**What the exercise asks:**
Output the lines below, from the line containing "Where can the team" through the line containing "[[86, 125], [383, 192]]" inclusive, as a Markdown table with the columns Row and Line. Number each line in Row and leave out blank lines.

**Data to use:**
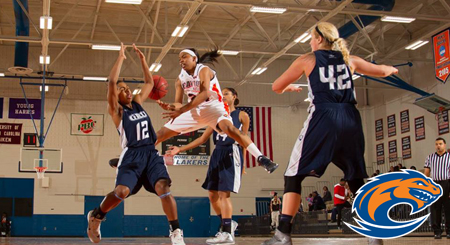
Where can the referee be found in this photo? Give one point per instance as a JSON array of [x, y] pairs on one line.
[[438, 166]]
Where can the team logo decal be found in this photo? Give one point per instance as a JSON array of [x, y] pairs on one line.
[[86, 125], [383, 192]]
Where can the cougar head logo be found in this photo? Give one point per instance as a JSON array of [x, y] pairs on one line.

---

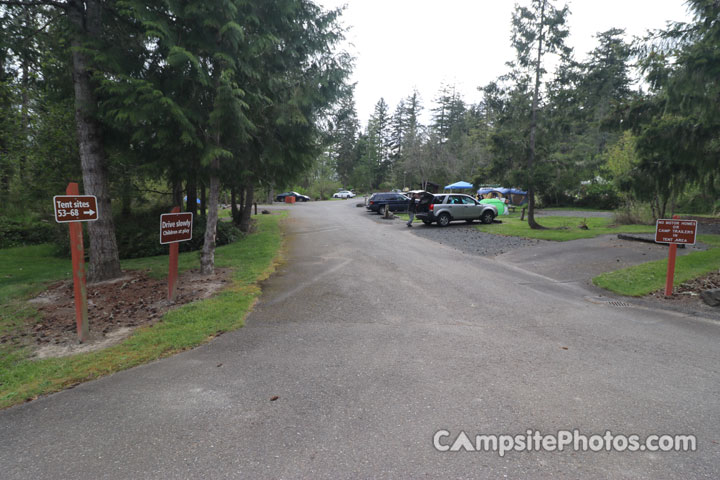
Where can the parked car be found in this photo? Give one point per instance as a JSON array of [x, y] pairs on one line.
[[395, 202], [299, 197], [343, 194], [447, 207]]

==

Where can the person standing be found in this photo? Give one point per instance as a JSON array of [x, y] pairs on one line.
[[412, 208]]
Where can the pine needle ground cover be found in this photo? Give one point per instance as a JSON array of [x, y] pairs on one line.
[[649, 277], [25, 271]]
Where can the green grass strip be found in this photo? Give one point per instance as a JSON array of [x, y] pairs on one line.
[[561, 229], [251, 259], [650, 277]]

**Response:**
| Row | Line |
|---|---|
| 1 | Where can the team logo decal be found in this photo? Give one point per instance as a JSON array of [x, y] pairs on one line. |
| 2 | [[86, 125], [383, 192]] |